(Stored data)

========================================================================

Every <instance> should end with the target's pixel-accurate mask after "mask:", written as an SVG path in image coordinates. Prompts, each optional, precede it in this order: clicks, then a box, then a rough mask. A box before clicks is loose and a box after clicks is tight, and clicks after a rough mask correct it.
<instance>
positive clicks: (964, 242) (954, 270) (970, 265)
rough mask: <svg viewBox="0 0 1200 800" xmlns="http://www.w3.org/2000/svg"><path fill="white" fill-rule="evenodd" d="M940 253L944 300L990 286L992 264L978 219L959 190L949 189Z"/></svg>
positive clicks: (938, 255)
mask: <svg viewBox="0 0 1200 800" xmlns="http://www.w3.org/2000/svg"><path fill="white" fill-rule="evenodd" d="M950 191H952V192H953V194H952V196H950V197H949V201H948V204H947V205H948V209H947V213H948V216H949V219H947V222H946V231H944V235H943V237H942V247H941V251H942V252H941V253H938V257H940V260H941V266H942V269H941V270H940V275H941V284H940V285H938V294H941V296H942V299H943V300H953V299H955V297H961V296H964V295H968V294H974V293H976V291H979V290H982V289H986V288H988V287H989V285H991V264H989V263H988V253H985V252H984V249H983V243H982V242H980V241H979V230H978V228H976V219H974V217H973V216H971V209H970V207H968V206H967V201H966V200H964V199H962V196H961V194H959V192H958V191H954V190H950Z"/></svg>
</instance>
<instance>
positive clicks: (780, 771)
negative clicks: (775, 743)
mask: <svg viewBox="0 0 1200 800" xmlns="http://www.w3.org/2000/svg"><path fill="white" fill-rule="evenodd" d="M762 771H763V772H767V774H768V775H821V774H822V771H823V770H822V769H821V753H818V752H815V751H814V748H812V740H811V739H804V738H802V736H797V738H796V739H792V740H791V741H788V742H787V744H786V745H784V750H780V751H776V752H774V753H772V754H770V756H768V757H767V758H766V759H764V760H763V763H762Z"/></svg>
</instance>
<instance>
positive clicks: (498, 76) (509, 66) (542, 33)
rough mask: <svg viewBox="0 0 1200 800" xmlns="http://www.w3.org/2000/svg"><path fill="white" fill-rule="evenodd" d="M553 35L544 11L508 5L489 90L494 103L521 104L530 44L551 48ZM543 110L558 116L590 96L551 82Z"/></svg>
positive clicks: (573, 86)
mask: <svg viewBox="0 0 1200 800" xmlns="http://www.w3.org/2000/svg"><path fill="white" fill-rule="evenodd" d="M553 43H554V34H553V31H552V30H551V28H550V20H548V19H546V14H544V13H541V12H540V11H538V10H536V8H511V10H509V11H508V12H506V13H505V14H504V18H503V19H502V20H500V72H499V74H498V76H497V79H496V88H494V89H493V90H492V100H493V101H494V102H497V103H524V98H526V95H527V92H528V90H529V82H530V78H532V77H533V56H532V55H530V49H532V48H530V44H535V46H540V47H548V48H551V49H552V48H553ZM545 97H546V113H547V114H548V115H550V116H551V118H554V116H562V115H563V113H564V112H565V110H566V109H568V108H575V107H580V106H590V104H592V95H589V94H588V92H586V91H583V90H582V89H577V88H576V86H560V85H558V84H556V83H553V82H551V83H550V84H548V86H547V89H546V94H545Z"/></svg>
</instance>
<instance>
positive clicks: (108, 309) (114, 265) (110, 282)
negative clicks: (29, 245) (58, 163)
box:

========================================================================

PROBLEM DESCRIPTION = What is asked for is an exact copy of the lines above from the one containing "positive clicks: (964, 242)" through the one containing "35L544 11L508 5L489", and only those.

COMPLETED EXERCISE =
positive clicks: (964, 242) (954, 270) (970, 265)
rough mask: <svg viewBox="0 0 1200 800" xmlns="http://www.w3.org/2000/svg"><path fill="white" fill-rule="evenodd" d="M940 253L944 300L990 286L992 264L978 219L959 190L949 189Z"/></svg>
positive clicks: (938, 255)
mask: <svg viewBox="0 0 1200 800" xmlns="http://www.w3.org/2000/svg"><path fill="white" fill-rule="evenodd" d="M950 191H952V192H953V194H952V196H950V197H949V201H948V204H947V205H948V209H947V213H948V216H949V219H947V222H946V231H944V235H943V237H942V247H941V251H942V252H941V253H938V257H940V260H941V266H942V269H941V270H940V275H941V284H940V285H938V294H941V296H942V299H943V300H953V299H955V297H961V296H964V295H968V294H974V293H976V291H979V290H982V289H986V288H988V287H989V285H991V264H989V263H988V253H985V252H984V249H983V243H982V242H980V241H979V230H978V228H976V219H974V217H973V216H971V209H970V207H968V206H967V201H966V200H964V199H962V196H961V194H959V192H958V191H954V190H950Z"/></svg>
</instance>
<instance>
positive clicks: (780, 771)
negative clicks: (775, 743)
mask: <svg viewBox="0 0 1200 800" xmlns="http://www.w3.org/2000/svg"><path fill="white" fill-rule="evenodd" d="M762 771H763V772H767V774H768V775H821V774H822V771H823V770H822V769H821V753H818V752H815V751H814V748H812V740H811V739H804V738H802V736H797V738H796V739H792V740H791V741H788V742H787V744H786V745H784V750H780V751H776V752H774V753H772V754H770V756H768V757H767V758H766V759H764V760H763V763H762Z"/></svg>
</instance>
<instance>
positive clicks: (498, 76) (509, 66) (542, 33)
rough mask: <svg viewBox="0 0 1200 800" xmlns="http://www.w3.org/2000/svg"><path fill="white" fill-rule="evenodd" d="M553 35L544 11L508 5L489 90L494 103L521 104L530 44L551 48ZM543 110L558 116L590 96L551 82Z"/></svg>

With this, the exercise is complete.